# [Do this]
Copy out the records starting with the line containing "Each instance of the green" and going on through the line containing "[(428, 285)]", requests included, with every coordinate in the answers multiplied by 1.55 and rounded to a whole number, halves rounded up. Give only those lines.

(Excerpt from a dataset)

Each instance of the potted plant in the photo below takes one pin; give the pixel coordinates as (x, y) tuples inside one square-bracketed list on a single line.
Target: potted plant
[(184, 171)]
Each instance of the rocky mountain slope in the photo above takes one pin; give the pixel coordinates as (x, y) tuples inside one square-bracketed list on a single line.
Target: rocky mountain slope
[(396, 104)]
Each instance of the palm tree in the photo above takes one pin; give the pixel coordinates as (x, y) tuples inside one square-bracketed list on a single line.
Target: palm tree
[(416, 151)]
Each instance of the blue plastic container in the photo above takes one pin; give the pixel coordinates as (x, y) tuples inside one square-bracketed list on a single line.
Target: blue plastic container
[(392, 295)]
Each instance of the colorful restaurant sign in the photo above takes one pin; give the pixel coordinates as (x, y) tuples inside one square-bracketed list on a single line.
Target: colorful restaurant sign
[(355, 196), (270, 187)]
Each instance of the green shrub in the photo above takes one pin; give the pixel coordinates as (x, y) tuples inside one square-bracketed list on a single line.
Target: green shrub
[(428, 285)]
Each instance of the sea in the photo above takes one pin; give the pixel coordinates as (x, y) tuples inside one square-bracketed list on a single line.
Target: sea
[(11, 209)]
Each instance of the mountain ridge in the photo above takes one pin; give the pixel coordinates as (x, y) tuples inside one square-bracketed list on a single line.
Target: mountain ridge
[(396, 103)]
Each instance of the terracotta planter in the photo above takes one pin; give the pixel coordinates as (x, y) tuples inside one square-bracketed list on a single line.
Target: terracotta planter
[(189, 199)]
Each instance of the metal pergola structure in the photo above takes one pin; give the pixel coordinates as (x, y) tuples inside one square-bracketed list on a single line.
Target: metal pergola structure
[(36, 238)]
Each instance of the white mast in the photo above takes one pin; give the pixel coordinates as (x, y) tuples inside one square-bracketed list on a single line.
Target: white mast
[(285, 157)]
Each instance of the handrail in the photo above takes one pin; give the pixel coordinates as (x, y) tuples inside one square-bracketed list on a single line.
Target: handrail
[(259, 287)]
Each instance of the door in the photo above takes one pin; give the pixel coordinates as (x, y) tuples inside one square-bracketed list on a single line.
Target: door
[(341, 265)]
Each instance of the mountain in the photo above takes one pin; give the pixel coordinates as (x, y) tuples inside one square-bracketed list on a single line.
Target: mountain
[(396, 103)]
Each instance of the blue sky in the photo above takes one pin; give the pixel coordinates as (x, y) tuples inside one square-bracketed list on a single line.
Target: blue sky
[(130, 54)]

# [Solution to this task]
Each instance of the green shrub in the photo above takes one pin; give the pixel coordinates as (x, y) tuples inside one square-bracketed list on a single line.
Target: green shrub
[(663, 442)]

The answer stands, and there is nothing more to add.